Entries provided:
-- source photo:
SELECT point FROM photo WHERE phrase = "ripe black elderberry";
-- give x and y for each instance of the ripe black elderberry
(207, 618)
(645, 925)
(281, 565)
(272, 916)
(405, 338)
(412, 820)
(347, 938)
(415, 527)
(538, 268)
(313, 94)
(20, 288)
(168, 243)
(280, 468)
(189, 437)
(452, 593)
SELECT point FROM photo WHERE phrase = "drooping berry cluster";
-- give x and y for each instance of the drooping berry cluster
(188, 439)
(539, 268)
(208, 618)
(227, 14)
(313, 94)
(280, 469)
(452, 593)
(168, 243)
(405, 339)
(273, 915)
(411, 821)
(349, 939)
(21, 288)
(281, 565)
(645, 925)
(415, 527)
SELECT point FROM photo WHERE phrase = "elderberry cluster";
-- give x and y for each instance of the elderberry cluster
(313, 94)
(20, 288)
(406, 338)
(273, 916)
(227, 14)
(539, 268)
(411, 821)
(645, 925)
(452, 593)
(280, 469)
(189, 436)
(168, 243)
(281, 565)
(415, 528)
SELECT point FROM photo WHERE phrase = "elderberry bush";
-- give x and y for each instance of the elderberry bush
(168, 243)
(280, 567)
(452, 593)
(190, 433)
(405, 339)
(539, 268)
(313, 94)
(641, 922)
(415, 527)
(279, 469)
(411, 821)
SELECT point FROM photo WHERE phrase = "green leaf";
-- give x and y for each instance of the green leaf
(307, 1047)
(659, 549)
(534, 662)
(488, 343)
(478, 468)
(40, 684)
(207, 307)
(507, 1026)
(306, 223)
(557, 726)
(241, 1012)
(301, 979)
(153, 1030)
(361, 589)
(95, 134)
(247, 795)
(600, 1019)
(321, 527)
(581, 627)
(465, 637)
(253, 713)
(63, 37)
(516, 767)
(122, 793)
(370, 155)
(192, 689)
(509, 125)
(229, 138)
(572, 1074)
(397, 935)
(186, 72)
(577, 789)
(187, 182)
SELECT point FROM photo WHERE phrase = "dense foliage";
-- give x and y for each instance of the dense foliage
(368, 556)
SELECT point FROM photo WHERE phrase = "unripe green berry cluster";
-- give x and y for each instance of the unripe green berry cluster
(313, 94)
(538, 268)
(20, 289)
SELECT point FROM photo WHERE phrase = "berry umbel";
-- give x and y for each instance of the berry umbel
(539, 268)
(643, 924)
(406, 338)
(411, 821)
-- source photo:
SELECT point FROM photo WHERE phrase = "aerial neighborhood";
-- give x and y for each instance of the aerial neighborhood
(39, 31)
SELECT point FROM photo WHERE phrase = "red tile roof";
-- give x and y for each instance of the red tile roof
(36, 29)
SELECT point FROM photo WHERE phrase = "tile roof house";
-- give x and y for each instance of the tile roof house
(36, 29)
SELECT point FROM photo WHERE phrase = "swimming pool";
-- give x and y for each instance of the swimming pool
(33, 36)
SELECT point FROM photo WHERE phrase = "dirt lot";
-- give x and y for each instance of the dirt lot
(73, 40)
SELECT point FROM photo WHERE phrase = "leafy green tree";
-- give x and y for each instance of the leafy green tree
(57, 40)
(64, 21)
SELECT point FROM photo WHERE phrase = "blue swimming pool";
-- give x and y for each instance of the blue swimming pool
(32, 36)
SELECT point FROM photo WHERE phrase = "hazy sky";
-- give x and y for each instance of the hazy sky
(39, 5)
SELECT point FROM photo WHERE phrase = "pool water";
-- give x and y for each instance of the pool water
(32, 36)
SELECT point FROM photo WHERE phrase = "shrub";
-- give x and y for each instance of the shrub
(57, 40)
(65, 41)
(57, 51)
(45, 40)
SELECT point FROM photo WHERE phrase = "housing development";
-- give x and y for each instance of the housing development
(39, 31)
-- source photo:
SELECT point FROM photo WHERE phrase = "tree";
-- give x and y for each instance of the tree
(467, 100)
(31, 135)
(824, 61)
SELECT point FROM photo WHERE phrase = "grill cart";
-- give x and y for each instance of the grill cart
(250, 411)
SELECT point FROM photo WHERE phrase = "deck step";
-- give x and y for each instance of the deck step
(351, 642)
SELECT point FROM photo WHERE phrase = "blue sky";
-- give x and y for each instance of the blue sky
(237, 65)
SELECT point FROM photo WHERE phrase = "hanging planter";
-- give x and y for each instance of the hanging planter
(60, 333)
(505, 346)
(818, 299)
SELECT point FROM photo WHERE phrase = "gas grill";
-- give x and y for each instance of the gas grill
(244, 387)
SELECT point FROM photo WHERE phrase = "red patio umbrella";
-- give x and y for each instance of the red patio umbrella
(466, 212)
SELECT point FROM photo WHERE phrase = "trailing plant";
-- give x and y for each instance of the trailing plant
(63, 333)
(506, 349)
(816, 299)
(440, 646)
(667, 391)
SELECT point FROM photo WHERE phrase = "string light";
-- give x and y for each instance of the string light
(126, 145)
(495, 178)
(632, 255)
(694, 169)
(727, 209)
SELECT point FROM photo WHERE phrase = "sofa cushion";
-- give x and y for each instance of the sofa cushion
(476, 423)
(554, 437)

Aim of the exercise: Please give the records again exactly as they are.

The answer:
-- source photo:
SELECT point FROM photo WHERE phrase = "ripe black elderberry";
-- give x and y for each instance of the ripe black elderberry
(207, 618)
(645, 925)
(281, 565)
(272, 916)
(405, 338)
(412, 820)
(347, 938)
(415, 527)
(538, 268)
(313, 94)
(20, 288)
(168, 243)
(280, 468)
(189, 437)
(452, 593)
SELECT point FROM photo WHERE phrase = "drooping berry cluster";
-- give x and y for each instance of the drooping berry cluster
(188, 439)
(539, 268)
(208, 618)
(227, 14)
(313, 94)
(280, 469)
(452, 593)
(168, 243)
(405, 339)
(273, 915)
(411, 821)
(349, 939)
(21, 288)
(281, 565)
(645, 925)
(415, 527)
SELECT point FROM photo WHERE phrase = "elderberry cluster";
-- give x and y for each instance of the elderberry cluster
(313, 94)
(20, 288)
(406, 338)
(273, 916)
(227, 14)
(539, 268)
(411, 821)
(645, 925)
(452, 593)
(280, 469)
(189, 436)
(168, 243)
(281, 565)
(415, 528)
SELECT point FROM photo WHERE phrase = "elderberry bush";
-- give x and y for each instance of the elderberry bush
(168, 243)
(280, 567)
(452, 593)
(190, 433)
(405, 339)
(539, 268)
(313, 94)
(641, 922)
(415, 527)
(279, 469)
(411, 821)
SELECT point FROM photo WHERE phrase = "green leaf";
-- give x and y for each instance of the green leaf
(307, 1047)
(659, 549)
(534, 662)
(488, 343)
(478, 468)
(40, 684)
(207, 307)
(507, 1026)
(306, 223)
(557, 726)
(241, 1012)
(301, 979)
(153, 1030)
(361, 589)
(95, 134)
(247, 795)
(600, 1019)
(321, 527)
(581, 627)
(465, 637)
(253, 713)
(63, 37)
(516, 767)
(122, 793)
(370, 155)
(192, 689)
(509, 125)
(229, 138)
(572, 1074)
(397, 935)
(186, 72)
(577, 789)
(187, 182)
SELECT point FROM photo WHERE phrase = "dense foliage";
-- give x and y for each instance of the dense foliage
(368, 556)
SELECT point FROM photo WHERE phrase = "unripe green berry cluster";
-- give x and y for each instance of the unripe green berry cluster
(313, 94)
(538, 268)
(20, 289)
SELECT point FROM photo WHERE phrase = "berry umbel";
-- give x and y for each instance of the berry umbel
(539, 268)
(643, 924)
(406, 338)
(411, 821)
-- source photo:
SELECT point FROM photo WHERE phrase = "aerial neighborhood";
-- give x and y for each instance of the aerial neighborhood
(39, 31)
SELECT point FROM photo WHERE phrase = "red tile roof";
-- give x and y for each instance of the red tile roof
(36, 29)
SELECT point FROM photo WHERE phrase = "tile roof house";
-- give x and y for each instance of the tile roof house
(36, 29)
SELECT point FROM photo WHERE phrase = "swimming pool";
-- give x and y for each instance of the swimming pool
(33, 36)
SELECT point FROM photo WHERE phrase = "dirt lot";
-- give x and y for each instance of the dirt lot
(73, 40)
SELECT point FROM photo WHERE phrase = "leafy green tree";
-- give x and y for each instance of the leafy green tree
(57, 40)
(64, 21)
SELECT point FROM photo WHERE phrase = "blue swimming pool";
-- give x and y for each instance of the blue swimming pool
(32, 36)
SELECT point FROM photo WHERE phrase = "hazy sky";
-- give x and y for each instance of the hazy sky
(39, 5)
SELECT point FROM photo WHERE phrase = "pool water";
-- give x and y for each instance of the pool water
(32, 36)
SELECT point FROM photo WHERE phrase = "shrub";
-- give x and y for each instance of the shrub
(57, 40)
(65, 41)
(57, 51)
(45, 40)
SELECT point FROM photo WHERE phrase = "housing development";
-- give x and y for each instance of the housing development
(39, 31)
-- source photo:
SELECT point FROM photo WHERE phrase = "tree";
-- give x and y for each instance of the tree
(467, 100)
(31, 135)
(824, 61)
SELECT point FROM photo WHERE phrase = "grill cart";
-- give x and y for each instance of the grill cart
(250, 411)
SELECT point FROM photo WHERE phrase = "deck step";
-- give x and y for each instance of the deck step
(351, 642)
SELECT point FROM photo WHERE phrase = "blue sky";
-- give x and y for each instance of the blue sky
(237, 65)
SELECT point FROM photo WHERE phrase = "hanging planter";
-- give x and y for each instance of the hanging planter
(60, 333)
(505, 346)
(818, 299)
SELECT point FROM photo WHERE phrase = "gas grill";
-- give x and y for each instance of the gas grill
(244, 387)
SELECT point FROM photo WHERE phrase = "red patio umbrella";
-- give x and y for each instance of the red patio umbrella
(466, 212)
SELECT point FROM photo WHERE phrase = "trailing plant";
-- give x and y for each instance of the trailing plant
(63, 333)
(506, 349)
(816, 299)
(440, 646)
(667, 391)
SELECT point FROM photo WHERE phrase = "string light";
-- give x and y for each instance of the string light
(126, 145)
(495, 178)
(632, 255)
(694, 169)
(727, 209)
SELECT point FROM photo WHERE phrase = "sofa cushion";
-- give x and y for each instance of the sofa cushion
(476, 423)
(554, 437)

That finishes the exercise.